[Object location annotation data]
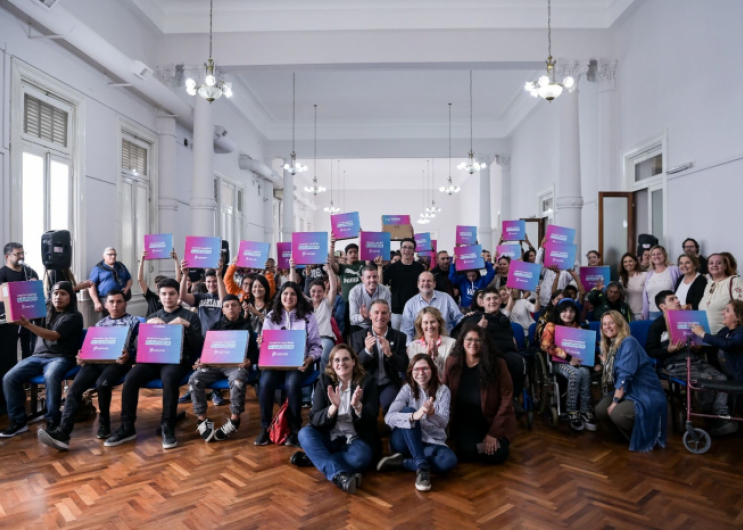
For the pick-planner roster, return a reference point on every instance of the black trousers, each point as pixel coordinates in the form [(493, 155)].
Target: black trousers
[(171, 375), (101, 376)]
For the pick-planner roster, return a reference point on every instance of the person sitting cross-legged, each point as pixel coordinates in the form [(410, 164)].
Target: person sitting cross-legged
[(418, 417), (238, 376), (342, 439), (101, 376)]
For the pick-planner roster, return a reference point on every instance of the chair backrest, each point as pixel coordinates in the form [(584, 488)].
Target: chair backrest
[(518, 334)]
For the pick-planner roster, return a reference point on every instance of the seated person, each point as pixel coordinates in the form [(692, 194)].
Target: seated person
[(483, 422), (382, 352), (170, 374), (500, 331), (431, 338), (579, 377), (342, 439), (418, 417), (728, 341), (612, 300), (101, 376), (54, 356), (238, 376), (633, 397), (673, 358)]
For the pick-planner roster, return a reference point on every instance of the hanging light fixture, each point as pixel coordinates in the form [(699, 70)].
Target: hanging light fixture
[(450, 188), (546, 87), (315, 189), (294, 167), (471, 166), (212, 88), (332, 208)]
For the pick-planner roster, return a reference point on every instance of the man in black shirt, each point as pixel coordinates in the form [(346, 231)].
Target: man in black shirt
[(15, 270), (54, 356), (402, 278), (170, 374)]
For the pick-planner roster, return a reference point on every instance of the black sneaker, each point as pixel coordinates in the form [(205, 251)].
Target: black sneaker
[(575, 422), (391, 463), (226, 430), (346, 482), (124, 434), (589, 420), (300, 459), (423, 480), (169, 439), (206, 429), (56, 439), (263, 438), (13, 429)]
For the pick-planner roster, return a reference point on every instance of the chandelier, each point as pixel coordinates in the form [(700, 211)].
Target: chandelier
[(294, 167), (546, 87), (212, 88), (450, 188), (471, 166), (315, 189)]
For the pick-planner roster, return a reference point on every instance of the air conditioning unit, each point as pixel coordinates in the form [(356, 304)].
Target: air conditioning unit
[(140, 69)]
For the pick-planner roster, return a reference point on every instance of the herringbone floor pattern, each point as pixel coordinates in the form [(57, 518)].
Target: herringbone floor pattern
[(553, 479)]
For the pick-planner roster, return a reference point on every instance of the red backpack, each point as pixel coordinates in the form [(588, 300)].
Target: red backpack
[(279, 430)]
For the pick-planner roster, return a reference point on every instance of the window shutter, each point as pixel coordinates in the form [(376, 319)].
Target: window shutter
[(44, 121)]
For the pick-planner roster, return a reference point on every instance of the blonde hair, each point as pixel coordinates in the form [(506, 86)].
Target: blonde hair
[(622, 332), (429, 311)]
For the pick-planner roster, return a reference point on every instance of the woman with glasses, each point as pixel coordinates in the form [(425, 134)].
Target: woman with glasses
[(418, 417), (342, 438), (483, 421)]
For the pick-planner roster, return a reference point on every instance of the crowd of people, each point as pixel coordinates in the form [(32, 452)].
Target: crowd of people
[(432, 347)]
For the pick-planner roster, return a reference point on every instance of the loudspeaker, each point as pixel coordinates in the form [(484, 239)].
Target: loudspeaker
[(56, 249)]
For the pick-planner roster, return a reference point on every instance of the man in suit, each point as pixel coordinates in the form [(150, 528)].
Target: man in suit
[(382, 352)]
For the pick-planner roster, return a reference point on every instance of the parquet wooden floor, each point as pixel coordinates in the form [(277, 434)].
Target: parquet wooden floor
[(553, 479)]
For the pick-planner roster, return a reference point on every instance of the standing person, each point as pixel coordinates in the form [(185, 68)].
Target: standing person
[(153, 301), (661, 277), (109, 274), (633, 281), (382, 352), (690, 285), (238, 376), (724, 286), (101, 376), (633, 397), (15, 270), (290, 311), (429, 297), (483, 421), (419, 417), (402, 279), (691, 248), (54, 356), (342, 439), (170, 374)]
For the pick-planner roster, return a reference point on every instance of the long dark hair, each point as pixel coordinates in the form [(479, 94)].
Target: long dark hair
[(489, 355), (303, 308), (433, 384)]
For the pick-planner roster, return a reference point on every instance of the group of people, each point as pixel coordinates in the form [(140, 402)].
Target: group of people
[(432, 347)]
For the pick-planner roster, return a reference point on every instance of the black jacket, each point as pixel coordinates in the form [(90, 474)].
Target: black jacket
[(365, 426), (394, 365), (696, 290)]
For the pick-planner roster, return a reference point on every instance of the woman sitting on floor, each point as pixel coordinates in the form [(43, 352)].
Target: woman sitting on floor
[(418, 418), (342, 439)]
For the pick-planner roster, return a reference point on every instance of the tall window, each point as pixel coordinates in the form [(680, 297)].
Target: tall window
[(47, 181)]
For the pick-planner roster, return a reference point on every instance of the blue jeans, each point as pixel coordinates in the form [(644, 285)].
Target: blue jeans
[(438, 458), (335, 456), (53, 369), (579, 383)]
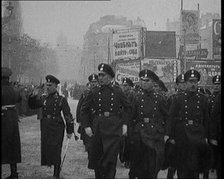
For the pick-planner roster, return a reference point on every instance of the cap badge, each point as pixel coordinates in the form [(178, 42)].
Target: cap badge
[(101, 69)]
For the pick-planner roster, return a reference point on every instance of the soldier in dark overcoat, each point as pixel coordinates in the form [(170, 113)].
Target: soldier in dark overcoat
[(10, 138), (188, 127), (110, 106), (215, 133), (170, 150), (93, 82), (216, 80), (52, 124), (149, 119), (126, 144)]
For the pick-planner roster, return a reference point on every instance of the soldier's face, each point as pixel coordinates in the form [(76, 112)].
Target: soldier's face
[(217, 87), (147, 84), (182, 86), (93, 84), (192, 84), (51, 87), (104, 78), (125, 87)]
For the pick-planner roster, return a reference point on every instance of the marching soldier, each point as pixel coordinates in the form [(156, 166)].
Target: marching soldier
[(180, 88), (110, 106), (188, 129), (126, 145), (52, 124), (215, 133), (10, 138), (216, 80), (93, 82), (149, 118)]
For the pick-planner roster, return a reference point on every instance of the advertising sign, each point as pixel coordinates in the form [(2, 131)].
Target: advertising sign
[(129, 69), (190, 27), (207, 69), (166, 69), (126, 45), (216, 36), (199, 53), (160, 44)]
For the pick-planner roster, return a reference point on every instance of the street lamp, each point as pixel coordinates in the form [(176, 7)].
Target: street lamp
[(6, 23)]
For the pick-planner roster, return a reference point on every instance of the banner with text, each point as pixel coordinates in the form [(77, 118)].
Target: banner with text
[(160, 44), (207, 69), (190, 27), (129, 69), (166, 69), (126, 45)]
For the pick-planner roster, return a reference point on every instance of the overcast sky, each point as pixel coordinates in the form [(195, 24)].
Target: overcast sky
[(45, 20)]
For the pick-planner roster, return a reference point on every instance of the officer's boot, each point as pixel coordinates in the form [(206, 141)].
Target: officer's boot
[(56, 171), (170, 173), (14, 174)]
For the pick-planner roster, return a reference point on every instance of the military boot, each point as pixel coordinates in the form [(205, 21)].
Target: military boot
[(56, 171), (14, 174)]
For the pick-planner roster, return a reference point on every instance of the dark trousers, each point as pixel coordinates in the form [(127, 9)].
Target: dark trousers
[(185, 174)]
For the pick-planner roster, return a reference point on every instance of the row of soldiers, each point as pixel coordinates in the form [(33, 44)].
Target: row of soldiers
[(52, 124), (108, 114), (151, 131)]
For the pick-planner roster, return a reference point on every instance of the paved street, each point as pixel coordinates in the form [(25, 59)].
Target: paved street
[(75, 166)]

> _Task description_
Quote the lines of the listing above, starting at the line that contains "form [(206, 141)]." and ending at the line that contains "[(56, 171), (170, 173), (14, 174)]".

> _Full output_
For the pick-planner roster, return a reference point on every instance of the officer's boot, each point as pixel coordinates in the form [(206, 141)].
Target: officer's boot
[(56, 171), (170, 173), (14, 174)]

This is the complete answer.